* _Task brief_:
Render the lines of the data below as a JSON list of strings, one string per line with blank lines omitted, from the line that contains "artwork in the photograph above." through the end of the data.

* _Supplied entries_:

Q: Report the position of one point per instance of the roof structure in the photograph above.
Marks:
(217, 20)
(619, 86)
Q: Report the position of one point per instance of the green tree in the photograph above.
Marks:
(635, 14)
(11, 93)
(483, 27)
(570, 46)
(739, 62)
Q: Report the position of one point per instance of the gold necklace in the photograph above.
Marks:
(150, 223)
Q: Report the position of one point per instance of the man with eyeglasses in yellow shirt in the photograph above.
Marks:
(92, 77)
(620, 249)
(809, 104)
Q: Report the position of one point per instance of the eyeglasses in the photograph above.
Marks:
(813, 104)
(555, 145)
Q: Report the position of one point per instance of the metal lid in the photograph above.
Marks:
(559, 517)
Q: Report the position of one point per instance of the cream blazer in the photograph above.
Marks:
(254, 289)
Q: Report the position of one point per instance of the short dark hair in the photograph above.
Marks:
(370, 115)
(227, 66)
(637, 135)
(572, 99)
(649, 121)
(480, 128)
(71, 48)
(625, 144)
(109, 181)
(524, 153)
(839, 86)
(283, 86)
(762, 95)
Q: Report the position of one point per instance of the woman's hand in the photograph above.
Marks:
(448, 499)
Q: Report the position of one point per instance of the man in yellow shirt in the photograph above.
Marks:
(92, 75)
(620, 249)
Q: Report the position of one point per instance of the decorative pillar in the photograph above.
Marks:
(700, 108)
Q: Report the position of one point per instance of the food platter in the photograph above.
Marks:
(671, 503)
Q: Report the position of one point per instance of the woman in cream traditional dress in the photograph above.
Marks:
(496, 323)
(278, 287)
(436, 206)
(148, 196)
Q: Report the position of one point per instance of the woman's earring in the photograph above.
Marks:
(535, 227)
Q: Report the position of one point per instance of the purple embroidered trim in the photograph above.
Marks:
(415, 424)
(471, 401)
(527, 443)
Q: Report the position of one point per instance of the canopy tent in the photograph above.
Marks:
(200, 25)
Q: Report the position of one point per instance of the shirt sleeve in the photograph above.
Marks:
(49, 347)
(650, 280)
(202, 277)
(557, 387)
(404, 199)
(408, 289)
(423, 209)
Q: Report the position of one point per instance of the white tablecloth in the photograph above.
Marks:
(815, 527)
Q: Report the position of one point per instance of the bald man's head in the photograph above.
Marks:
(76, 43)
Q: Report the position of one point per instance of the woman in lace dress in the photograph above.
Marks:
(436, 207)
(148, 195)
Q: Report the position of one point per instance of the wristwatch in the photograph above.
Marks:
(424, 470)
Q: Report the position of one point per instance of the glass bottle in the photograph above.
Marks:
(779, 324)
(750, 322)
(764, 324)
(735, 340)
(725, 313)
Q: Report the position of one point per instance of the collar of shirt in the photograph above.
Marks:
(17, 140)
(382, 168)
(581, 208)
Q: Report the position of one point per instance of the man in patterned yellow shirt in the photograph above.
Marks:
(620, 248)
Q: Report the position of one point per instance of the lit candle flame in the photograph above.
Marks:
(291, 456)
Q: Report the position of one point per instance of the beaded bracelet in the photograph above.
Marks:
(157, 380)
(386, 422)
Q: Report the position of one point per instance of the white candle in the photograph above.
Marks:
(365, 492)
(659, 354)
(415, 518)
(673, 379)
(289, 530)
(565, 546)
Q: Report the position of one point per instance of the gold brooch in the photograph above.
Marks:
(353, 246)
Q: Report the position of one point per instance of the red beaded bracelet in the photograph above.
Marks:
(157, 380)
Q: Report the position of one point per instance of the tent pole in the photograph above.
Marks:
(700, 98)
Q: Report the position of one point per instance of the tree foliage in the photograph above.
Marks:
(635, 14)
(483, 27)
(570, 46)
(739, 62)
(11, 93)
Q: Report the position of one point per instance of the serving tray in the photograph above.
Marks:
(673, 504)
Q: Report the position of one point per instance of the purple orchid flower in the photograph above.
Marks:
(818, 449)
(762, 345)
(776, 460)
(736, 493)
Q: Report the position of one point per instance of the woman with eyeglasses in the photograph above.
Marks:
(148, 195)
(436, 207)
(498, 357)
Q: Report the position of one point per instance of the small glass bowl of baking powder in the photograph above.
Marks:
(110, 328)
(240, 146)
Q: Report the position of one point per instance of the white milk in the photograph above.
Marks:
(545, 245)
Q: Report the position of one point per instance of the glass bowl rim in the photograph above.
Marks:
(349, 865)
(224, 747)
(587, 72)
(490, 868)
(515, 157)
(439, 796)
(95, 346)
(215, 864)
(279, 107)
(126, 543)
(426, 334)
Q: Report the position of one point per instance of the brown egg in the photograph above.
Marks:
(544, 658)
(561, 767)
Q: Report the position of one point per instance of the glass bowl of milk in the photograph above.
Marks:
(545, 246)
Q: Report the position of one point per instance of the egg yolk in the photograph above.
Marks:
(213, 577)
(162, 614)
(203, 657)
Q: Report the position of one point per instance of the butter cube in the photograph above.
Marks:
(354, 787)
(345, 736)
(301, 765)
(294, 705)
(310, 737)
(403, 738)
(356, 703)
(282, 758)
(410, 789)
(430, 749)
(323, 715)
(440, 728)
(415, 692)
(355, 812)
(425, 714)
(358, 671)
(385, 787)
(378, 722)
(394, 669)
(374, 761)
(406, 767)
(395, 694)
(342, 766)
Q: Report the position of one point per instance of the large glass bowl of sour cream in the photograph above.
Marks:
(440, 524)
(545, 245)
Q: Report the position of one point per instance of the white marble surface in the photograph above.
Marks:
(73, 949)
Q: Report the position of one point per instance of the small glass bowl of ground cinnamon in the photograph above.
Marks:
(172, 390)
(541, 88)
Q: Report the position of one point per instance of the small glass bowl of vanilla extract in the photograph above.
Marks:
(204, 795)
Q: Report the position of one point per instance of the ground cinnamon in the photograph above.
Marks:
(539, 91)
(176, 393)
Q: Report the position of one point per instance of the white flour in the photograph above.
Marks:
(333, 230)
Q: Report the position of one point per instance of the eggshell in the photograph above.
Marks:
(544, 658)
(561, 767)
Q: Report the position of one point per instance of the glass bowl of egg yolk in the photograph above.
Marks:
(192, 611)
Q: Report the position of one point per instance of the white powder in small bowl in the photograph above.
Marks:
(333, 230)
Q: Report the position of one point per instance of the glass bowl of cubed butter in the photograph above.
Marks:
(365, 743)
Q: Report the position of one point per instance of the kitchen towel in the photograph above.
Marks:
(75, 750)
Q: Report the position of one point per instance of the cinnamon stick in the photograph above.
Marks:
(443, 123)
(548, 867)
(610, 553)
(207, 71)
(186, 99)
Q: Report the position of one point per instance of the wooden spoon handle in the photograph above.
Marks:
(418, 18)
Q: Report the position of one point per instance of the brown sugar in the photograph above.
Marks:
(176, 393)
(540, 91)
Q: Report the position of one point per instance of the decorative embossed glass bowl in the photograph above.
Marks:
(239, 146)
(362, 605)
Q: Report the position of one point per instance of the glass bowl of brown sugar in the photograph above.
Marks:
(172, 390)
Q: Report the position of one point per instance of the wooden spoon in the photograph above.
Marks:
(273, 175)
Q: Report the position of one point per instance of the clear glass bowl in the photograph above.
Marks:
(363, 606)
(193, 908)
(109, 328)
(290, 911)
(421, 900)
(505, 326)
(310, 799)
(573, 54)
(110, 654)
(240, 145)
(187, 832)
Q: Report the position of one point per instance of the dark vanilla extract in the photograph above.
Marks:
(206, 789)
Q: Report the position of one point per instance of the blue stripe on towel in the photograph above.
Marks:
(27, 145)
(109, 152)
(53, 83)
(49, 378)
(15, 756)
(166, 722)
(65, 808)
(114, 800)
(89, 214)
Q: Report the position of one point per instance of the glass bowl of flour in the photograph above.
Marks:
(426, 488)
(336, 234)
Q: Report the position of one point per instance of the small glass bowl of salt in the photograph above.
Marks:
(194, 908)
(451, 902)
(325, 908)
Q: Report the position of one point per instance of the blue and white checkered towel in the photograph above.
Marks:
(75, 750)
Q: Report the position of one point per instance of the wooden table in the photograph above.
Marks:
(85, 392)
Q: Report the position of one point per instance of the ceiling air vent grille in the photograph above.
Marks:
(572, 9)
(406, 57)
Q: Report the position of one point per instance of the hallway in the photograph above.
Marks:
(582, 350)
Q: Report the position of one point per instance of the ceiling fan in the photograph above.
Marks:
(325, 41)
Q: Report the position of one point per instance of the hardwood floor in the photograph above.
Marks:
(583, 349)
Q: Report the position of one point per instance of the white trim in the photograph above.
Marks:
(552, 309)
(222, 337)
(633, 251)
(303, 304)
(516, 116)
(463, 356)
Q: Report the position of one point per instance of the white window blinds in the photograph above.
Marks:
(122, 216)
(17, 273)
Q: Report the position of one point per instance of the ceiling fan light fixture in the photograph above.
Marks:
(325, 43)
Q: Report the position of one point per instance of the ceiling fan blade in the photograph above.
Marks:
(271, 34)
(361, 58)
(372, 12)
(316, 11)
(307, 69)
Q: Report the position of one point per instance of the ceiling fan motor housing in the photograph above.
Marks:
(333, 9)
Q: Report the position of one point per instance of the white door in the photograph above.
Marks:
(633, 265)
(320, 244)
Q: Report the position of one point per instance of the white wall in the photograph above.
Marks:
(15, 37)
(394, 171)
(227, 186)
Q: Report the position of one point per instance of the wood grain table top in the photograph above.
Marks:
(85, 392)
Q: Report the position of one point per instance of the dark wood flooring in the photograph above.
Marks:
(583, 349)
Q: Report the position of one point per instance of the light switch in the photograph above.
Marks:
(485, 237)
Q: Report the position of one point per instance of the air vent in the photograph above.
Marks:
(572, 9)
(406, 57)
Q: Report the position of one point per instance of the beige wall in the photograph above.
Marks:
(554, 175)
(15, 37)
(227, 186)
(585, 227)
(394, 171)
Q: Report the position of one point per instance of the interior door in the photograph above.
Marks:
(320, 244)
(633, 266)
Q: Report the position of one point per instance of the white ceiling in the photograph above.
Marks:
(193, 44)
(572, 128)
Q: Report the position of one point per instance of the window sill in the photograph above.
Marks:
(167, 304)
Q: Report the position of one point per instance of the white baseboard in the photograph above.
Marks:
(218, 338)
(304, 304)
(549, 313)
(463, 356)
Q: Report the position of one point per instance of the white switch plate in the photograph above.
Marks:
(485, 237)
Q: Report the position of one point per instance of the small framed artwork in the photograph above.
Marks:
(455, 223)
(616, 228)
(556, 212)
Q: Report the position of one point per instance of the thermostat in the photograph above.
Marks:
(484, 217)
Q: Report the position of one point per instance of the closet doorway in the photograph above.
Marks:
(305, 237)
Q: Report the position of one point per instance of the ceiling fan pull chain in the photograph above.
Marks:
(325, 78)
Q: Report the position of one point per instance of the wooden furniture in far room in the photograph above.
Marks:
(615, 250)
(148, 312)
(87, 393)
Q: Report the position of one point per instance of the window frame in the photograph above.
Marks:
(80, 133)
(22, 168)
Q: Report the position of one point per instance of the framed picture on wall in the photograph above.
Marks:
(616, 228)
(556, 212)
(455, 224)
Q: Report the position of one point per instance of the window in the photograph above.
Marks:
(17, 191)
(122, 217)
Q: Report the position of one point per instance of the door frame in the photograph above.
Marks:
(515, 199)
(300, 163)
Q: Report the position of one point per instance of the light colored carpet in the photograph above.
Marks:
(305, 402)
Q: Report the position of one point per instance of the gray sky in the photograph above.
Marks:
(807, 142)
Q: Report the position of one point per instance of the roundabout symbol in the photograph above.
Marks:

* _Correct response_:
[
  "Q: Report the position of one point per instance of the small framed artwork in the photograph above.",
  "Marks:",
  "(455, 223)",
  "(616, 228)",
  "(556, 212)",
  "Q: Report the position of one point per instance of the thermostat in the photograph above.",
  "Marks:",
  "(484, 217)",
  "Q: Report the position of one point per instance of the closet doorway in the photograph above.",
  "Marks:",
  "(305, 237)",
  "Q: Report the position of one point per instance of the ceiling fan pull chain in the photograph above.",
  "Marks:",
  "(325, 78)",
  "Q: Report the position of one point per instance of the wooden furniture in far room in the photograph above.",
  "Marks:",
  "(615, 250)",
  "(148, 312)",
  "(87, 393)",
  "Q: Report the position of one point per instance of the window frame in the photograph above.",
  "Marks:",
  "(80, 133)",
  "(22, 168)",
  "Q: Report the position of one point per instance of the framed picture on wall in the photograph above.",
  "Marks:",
  "(616, 228)",
  "(556, 212)",
  "(455, 224)",
  "Q: Report the position of one point per instance of the window in the photograph above.",
  "Marks:",
  "(17, 191)",
  "(122, 217)",
  "Q: Report the position of one point per instance of the door frame in the photograph above.",
  "Marks:",
  "(515, 199)",
  "(300, 163)",
  "Q: Report the position of one point per instance of the light colored carpet in the photograph above.",
  "Marks:",
  "(305, 402)",
  "Q: Report the position of one point per instance of the gray sky in the photograph above.",
  "Marks:",
  "(807, 142)",
  "Q: Report the position of one point per instance of the roundabout symbol in the photograph above.",
  "Marks:"
]